Text extract
/---
“Am I a Scumbag?”

I started dating “Jane” about two months ago. We met on OKCupid and had a really good first date. Unfortunately, I’ve had to commute for work each week since then, but have seen her every weekend. At the start of January, “Carissa” came onto the work project that I’m traveling for. We had instant chemistry, but I fought it since she’s a coworker (and I was seeing Jane). Fast forward to end of January, and after a long night of drinking with the team, I ended up kissing Carissa in the bar at the end of the night. Things escalated rapidly from there — mostly just physical, but we carpooled to work this past week, which sorta felt like a date. I thought Carissa knew about Jane — it had been public knowledge among my co-workers, but she didn’t know and when she found out, she was understandably upset and asked me to break things off with Jane.

First, am I a scumbag for what I’ve done so far? I haven’t seen Jane since starting to get physical with Carissa, but I’ve been keeping up with communication over text/email, and a couple of phone calls. Second, what should I do from here? My current plan is to break up with Jane for something unrelated and continue seeing Carissa. What do you think? — Scumbag?
\---
Requirement a
Copy the listing word for word, from its start through the line containing "pixel 784 365", including both ends. Leave the pictures out.

Data listing
/---
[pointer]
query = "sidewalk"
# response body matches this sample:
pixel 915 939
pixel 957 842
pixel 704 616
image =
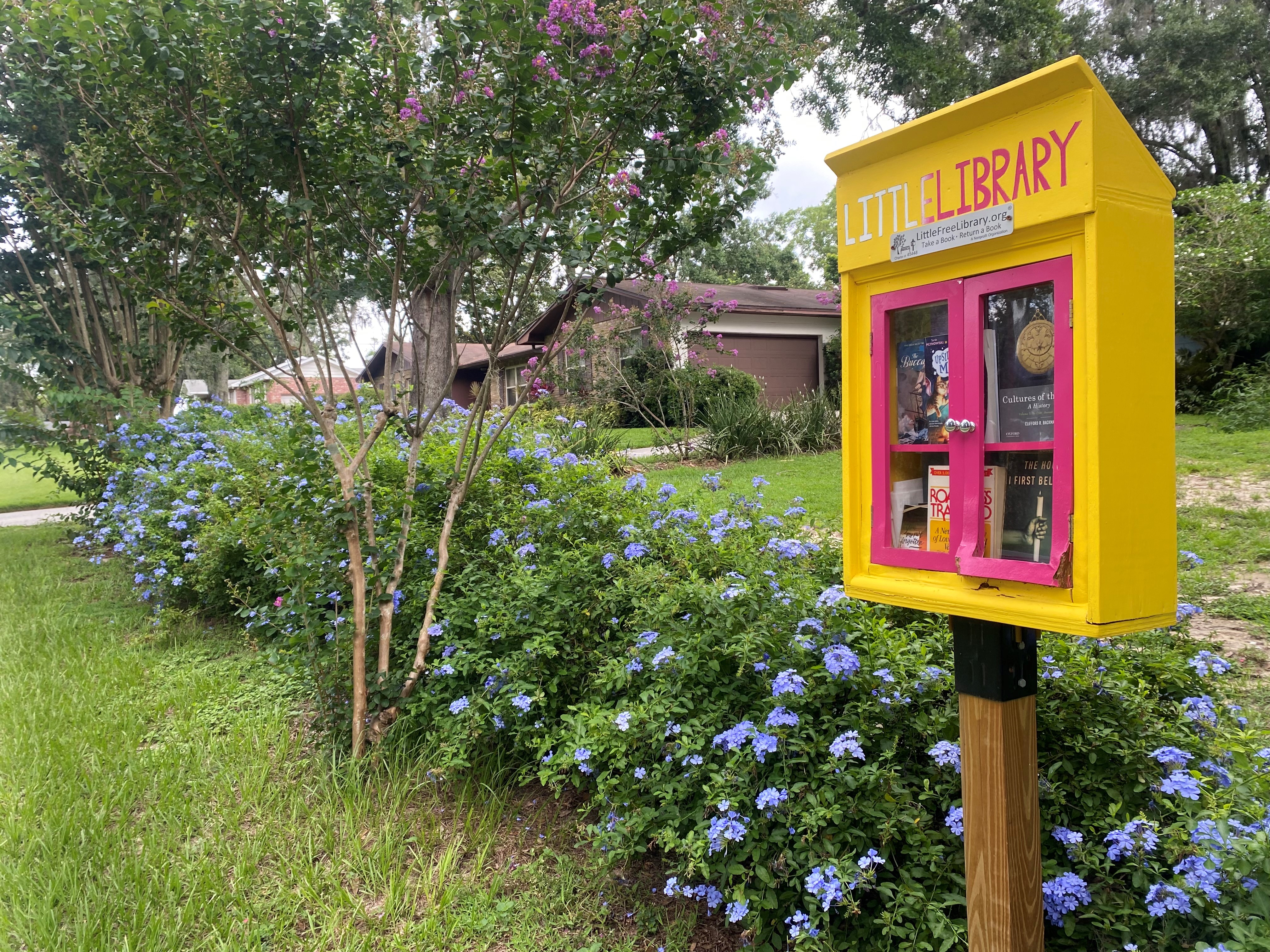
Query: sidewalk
pixel 33 517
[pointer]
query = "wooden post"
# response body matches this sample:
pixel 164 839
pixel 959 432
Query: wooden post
pixel 996 680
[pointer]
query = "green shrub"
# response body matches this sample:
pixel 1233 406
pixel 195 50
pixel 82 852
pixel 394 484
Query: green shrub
pixel 694 667
pixel 1241 402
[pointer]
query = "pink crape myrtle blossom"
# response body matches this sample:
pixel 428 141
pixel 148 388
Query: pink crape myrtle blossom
pixel 572 13
pixel 413 110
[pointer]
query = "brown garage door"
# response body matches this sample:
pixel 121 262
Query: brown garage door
pixel 784 365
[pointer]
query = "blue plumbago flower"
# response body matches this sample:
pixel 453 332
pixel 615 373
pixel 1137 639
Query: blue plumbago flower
pixel 1135 837
pixel 780 718
pixel 729 828
pixel 1203 874
pixel 788 682
pixel 1207 663
pixel 1063 895
pixel 735 738
pixel 771 798
pixel 840 662
pixel 1199 709
pixel 801 923
pixel 1210 767
pixel 825 887
pixel 1164 898
pixel 831 597
pixel 1181 784
pixel 848 743
pixel 764 744
pixel 947 755
pixel 1171 756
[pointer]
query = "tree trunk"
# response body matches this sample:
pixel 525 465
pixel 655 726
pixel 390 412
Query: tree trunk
pixel 432 333
pixel 221 380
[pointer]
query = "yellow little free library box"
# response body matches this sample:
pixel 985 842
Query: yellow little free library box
pixel 1008 385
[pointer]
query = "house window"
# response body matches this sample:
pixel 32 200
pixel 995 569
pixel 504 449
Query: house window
pixel 513 384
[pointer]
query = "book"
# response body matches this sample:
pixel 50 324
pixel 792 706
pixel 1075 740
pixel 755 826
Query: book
pixel 911 390
pixel 936 389
pixel 905 496
pixel 912 531
pixel 1028 511
pixel 939 509
pixel 994 493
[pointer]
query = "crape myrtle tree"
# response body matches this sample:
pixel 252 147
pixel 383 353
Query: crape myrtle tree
pixel 433 153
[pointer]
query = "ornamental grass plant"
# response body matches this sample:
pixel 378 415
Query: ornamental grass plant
pixel 689 660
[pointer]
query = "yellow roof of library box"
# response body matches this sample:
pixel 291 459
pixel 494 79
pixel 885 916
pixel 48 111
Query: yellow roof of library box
pixel 1052 144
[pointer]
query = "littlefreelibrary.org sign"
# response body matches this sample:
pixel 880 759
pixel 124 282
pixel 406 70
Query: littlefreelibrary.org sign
pixel 954 233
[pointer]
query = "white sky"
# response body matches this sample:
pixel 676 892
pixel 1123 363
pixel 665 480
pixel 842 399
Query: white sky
pixel 802 178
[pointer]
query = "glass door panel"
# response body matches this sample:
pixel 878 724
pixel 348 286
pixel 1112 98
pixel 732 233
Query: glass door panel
pixel 916 349
pixel 1018 323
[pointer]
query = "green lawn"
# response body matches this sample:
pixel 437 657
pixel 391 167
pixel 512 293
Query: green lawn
pixel 20 489
pixel 816 478
pixel 159 791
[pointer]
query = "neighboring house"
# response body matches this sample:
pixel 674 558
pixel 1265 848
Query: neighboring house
pixel 470 374
pixel 778 333
pixel 267 386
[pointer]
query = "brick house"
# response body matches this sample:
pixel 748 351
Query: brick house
pixel 272 386
pixel 778 333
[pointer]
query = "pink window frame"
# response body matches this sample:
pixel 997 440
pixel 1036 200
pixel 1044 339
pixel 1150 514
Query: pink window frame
pixel 970 563
pixel 881 551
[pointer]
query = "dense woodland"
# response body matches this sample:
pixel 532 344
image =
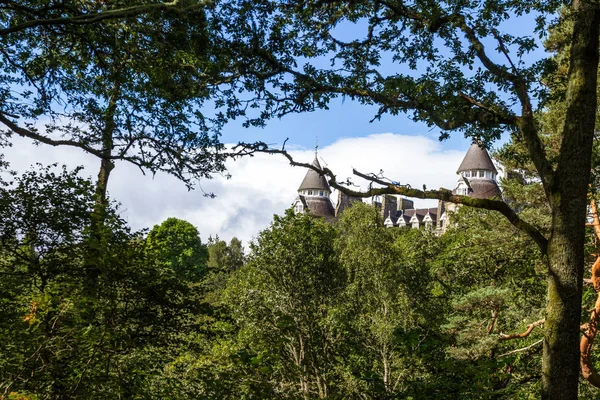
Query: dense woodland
pixel 500 306
pixel 312 310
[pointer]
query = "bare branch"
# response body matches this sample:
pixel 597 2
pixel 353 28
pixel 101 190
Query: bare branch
pixel 527 332
pixel 43 139
pixel 404 190
pixel 521 350
pixel 87 19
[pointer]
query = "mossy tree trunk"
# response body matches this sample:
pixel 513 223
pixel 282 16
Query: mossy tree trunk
pixel 567 193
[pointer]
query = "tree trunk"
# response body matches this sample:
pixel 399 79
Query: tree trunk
pixel 567 195
pixel 95 240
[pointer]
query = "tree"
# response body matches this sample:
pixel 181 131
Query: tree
pixel 223 257
pixel 61 341
pixel 281 300
pixel 386 308
pixel 457 81
pixel 176 244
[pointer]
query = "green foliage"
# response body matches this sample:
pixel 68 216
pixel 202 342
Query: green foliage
pixel 59 340
pixel 176 244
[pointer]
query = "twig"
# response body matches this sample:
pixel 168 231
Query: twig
pixel 523 349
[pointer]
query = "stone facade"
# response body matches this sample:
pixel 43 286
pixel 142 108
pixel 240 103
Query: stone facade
pixel 477 178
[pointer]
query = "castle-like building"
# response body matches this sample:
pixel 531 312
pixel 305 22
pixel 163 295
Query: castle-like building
pixel 476 178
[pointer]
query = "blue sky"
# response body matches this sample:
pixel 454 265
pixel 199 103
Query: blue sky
pixel 261 186
pixel 350 119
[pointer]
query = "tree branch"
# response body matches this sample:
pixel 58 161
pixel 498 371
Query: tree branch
pixel 527 332
pixel 405 190
pixel 86 19
pixel 521 350
pixel 43 139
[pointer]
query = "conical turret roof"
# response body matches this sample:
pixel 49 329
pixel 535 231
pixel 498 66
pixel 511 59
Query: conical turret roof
pixel 313 180
pixel 477 158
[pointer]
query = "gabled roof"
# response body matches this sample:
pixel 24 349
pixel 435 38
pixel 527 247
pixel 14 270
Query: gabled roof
pixel 319 206
pixel 313 180
pixel 477 158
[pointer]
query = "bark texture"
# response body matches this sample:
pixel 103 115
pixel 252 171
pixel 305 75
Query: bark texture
pixel 567 195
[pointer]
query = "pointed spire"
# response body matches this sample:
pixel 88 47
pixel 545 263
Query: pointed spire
pixel 312 180
pixel 477 157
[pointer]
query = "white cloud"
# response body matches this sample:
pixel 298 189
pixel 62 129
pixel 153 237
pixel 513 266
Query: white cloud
pixel 260 186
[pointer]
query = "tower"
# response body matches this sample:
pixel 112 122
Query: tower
pixel 476 178
pixel 477 175
pixel 314 194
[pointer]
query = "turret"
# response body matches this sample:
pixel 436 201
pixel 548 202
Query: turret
pixel 477 175
pixel 313 194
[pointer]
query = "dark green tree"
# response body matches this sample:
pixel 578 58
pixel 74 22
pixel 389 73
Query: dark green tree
pixel 281 301
pixel 176 244
pixel 467 73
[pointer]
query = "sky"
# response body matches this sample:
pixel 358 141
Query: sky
pixel 264 185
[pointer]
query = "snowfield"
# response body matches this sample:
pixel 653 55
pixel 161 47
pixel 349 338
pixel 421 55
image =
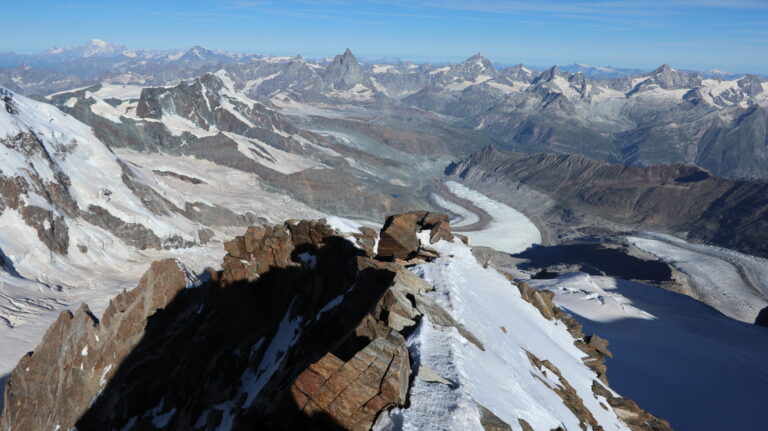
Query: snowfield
pixel 509 230
pixel 38 284
pixel 676 357
pixel 501 378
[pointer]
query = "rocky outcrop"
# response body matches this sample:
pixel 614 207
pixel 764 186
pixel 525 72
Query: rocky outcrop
pixel 398 236
pixel 352 393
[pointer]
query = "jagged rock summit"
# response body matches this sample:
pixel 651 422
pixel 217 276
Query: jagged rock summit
pixel 302 328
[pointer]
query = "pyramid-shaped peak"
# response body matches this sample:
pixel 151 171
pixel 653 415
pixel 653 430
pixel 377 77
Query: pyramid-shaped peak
pixel 664 68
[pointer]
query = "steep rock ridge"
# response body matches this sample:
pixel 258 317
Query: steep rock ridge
pixel 299 330
pixel 672 198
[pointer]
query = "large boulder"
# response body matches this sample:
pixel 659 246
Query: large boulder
pixel 398 237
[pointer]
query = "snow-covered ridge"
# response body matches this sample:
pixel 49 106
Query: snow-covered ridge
pixel 500 377
pixel 674 356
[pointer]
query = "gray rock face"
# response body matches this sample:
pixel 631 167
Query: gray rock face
pixel 344 73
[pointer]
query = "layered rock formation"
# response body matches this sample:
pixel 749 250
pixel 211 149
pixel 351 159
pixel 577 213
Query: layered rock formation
pixel 301 329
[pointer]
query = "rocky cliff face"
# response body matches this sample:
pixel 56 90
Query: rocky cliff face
pixel 679 198
pixel 301 329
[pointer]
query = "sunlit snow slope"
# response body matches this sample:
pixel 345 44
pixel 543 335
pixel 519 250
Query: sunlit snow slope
pixel 79 223
pixel 501 377
pixel 676 357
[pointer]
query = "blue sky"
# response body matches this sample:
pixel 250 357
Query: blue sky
pixel 696 34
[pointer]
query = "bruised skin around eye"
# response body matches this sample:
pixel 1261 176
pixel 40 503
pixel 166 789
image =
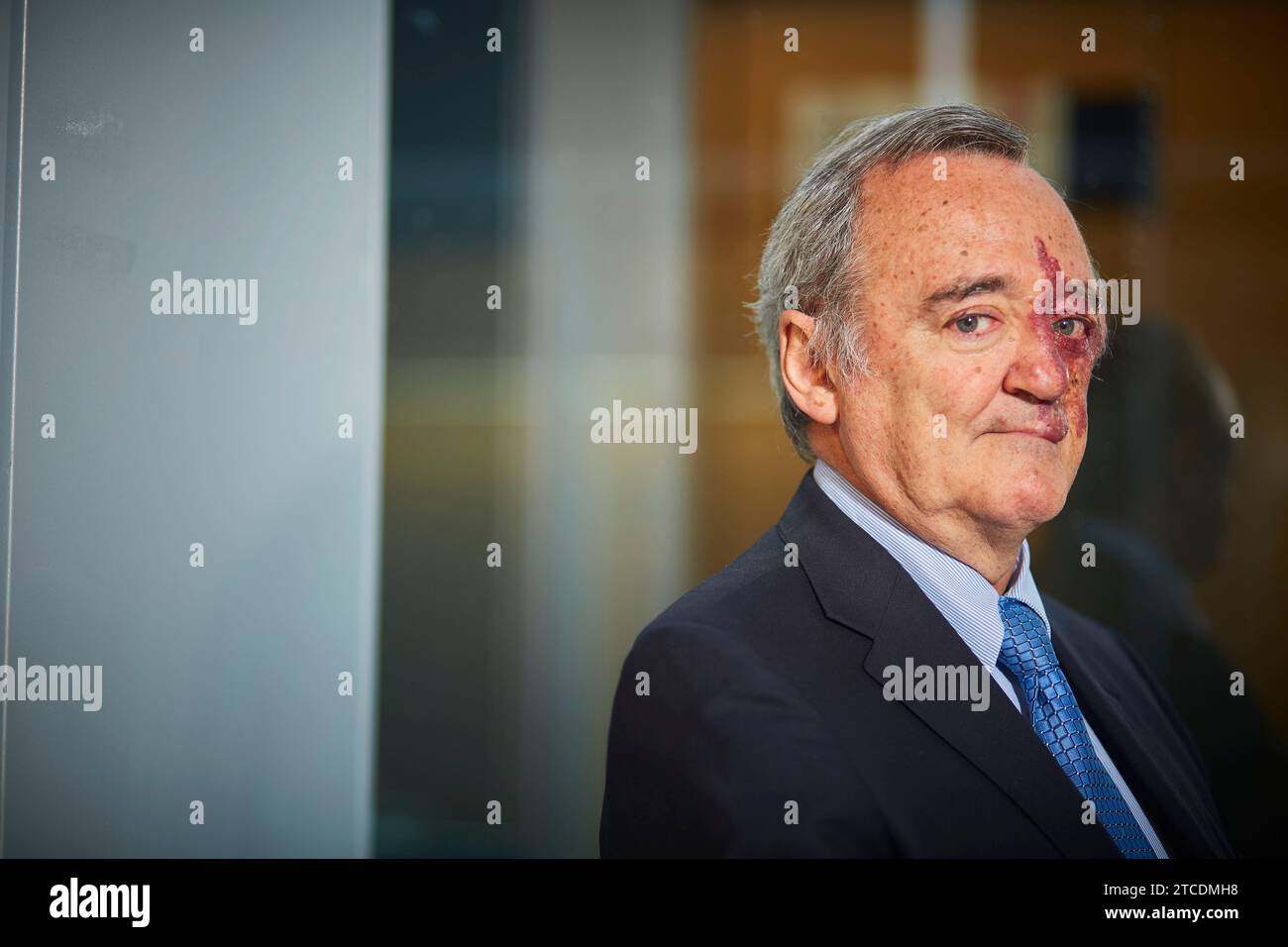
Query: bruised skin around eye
pixel 1076 352
pixel 969 436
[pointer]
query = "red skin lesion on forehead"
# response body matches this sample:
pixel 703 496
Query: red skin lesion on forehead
pixel 1076 354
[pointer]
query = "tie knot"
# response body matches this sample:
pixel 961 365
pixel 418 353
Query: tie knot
pixel 1025 644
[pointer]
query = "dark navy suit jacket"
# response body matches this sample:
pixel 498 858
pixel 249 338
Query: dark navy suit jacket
pixel 765 698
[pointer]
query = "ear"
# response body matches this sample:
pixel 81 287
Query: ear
pixel 807 384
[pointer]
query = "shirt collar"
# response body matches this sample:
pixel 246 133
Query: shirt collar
pixel 962 595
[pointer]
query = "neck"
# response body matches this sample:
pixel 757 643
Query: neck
pixel 993 553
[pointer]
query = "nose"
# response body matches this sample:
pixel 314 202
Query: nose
pixel 1037 372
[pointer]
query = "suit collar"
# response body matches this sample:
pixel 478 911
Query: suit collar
pixel 858 583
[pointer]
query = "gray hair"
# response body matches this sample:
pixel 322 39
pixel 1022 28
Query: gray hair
pixel 812 260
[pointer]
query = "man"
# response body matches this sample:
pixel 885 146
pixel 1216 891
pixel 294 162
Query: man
pixel 809 698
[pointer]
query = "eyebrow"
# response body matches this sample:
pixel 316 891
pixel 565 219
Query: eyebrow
pixel 969 286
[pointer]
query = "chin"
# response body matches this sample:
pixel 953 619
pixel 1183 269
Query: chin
pixel 1033 500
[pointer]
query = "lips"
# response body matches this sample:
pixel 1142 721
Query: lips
pixel 1054 429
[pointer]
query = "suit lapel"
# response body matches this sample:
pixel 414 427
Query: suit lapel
pixel 1164 789
pixel 862 586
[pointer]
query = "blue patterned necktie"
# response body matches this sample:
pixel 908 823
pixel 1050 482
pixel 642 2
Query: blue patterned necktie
pixel 1054 712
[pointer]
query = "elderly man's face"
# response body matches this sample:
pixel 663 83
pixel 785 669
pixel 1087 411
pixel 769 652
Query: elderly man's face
pixel 978 401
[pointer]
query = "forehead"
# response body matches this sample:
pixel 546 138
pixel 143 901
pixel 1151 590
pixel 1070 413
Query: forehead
pixel 983 215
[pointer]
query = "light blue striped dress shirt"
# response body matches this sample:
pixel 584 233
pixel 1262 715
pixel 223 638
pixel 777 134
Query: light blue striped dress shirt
pixel 965 598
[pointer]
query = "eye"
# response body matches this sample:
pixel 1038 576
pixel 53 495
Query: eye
pixel 1070 326
pixel 970 322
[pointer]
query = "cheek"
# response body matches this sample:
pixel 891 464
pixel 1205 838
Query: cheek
pixel 966 386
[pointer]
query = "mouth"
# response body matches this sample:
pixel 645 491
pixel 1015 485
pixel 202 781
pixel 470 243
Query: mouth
\---
Requirement b
Based on the advice letter, say yes or no to each statement and quote the words that decide it: (i) The writer met Jane on OKCupid. (ii) Carissa knew about Jane before things escalated. (iii) The writer plans to tell Jane that Carissa is the reason for the breakup.

Output a
[pointer]
query = "sidewalk"
# response body matches this sample:
pixel 915 939
pixel 957 842
pixel 704 616
image =
Query: sidewalk
pixel 33 517
[pointer]
query = "wooden post"
# response body matches this sample:
pixel 164 839
pixel 959 432
Query: wooden post
pixel 996 680
[pointer]
query = "green shrub"
# response body matches this sample:
pixel 1233 406
pixel 195 50
pixel 82 852
pixel 394 484
Query: green shrub
pixel 694 667
pixel 1241 402
[pointer]
query = "pink crape myrtle blossom"
# response body matches this sample:
pixel 428 141
pixel 148 388
Query: pink crape myrtle blossom
pixel 572 13
pixel 413 110
[pointer]
query = "brown garage door"
# response body matches this sample:
pixel 121 262
Query: brown garage door
pixel 784 365

Output b
(i) Yes: "We met on OKCupid"
(ii) No: "she didn’t know and when she found out, she was understandably upset"
(iii) No: "My current plan is to break up with Jane for something unrelated"